▶ [Exercise requirements]:
Collect every line in the rows below that contains the word "monument" and reproduce each of those lines unchanged.

▶ [Recorded data]:
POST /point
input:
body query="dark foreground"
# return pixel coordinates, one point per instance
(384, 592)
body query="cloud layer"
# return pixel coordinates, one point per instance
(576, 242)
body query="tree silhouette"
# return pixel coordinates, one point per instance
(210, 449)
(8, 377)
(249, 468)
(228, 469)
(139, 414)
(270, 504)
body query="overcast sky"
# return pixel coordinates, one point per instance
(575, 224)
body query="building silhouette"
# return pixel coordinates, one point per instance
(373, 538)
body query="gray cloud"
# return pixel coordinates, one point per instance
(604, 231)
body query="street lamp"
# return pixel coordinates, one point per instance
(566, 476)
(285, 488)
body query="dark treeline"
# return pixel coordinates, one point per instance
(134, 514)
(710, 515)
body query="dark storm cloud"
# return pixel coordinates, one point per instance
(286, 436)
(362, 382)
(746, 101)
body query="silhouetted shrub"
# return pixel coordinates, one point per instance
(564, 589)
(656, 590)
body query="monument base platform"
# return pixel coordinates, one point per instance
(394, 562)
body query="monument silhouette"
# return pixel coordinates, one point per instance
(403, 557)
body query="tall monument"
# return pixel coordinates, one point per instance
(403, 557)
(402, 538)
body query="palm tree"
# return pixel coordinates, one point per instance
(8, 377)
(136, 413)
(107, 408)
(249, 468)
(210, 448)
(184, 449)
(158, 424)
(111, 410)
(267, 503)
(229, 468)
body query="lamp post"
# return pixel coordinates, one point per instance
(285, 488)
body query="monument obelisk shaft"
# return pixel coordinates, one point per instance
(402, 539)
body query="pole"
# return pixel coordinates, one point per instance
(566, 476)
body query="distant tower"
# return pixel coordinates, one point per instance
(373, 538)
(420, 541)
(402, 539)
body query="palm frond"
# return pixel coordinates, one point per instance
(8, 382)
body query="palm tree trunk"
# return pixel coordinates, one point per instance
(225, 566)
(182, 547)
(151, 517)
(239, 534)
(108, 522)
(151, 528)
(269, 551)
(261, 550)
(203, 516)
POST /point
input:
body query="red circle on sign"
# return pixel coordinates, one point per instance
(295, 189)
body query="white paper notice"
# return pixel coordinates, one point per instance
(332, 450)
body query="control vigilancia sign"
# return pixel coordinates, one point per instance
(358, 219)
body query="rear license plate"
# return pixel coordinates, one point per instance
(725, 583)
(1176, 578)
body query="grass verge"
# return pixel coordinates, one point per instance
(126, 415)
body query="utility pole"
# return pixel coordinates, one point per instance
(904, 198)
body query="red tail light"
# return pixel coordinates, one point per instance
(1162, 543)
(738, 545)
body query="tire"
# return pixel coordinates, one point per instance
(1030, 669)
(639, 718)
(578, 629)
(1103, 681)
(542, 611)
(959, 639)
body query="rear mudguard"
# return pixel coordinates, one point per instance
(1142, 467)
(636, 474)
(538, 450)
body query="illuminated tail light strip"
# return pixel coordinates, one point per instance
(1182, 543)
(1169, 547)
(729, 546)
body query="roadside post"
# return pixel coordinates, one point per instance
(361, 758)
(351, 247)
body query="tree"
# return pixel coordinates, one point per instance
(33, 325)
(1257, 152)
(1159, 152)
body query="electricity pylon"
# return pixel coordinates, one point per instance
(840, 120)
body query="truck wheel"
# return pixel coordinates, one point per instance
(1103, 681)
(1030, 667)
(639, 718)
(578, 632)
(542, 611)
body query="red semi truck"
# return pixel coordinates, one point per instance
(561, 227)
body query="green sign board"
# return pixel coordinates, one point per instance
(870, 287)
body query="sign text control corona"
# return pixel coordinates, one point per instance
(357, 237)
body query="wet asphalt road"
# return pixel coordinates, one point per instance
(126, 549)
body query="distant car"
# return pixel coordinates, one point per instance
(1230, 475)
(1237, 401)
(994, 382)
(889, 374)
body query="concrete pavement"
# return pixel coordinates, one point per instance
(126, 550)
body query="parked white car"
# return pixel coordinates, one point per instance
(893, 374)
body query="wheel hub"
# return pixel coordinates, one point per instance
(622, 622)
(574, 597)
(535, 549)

▶ [Task result]:
body query="monument base platform"
body query="monument silhouette"
body query="tall monument"
body query="monument obelisk shaft"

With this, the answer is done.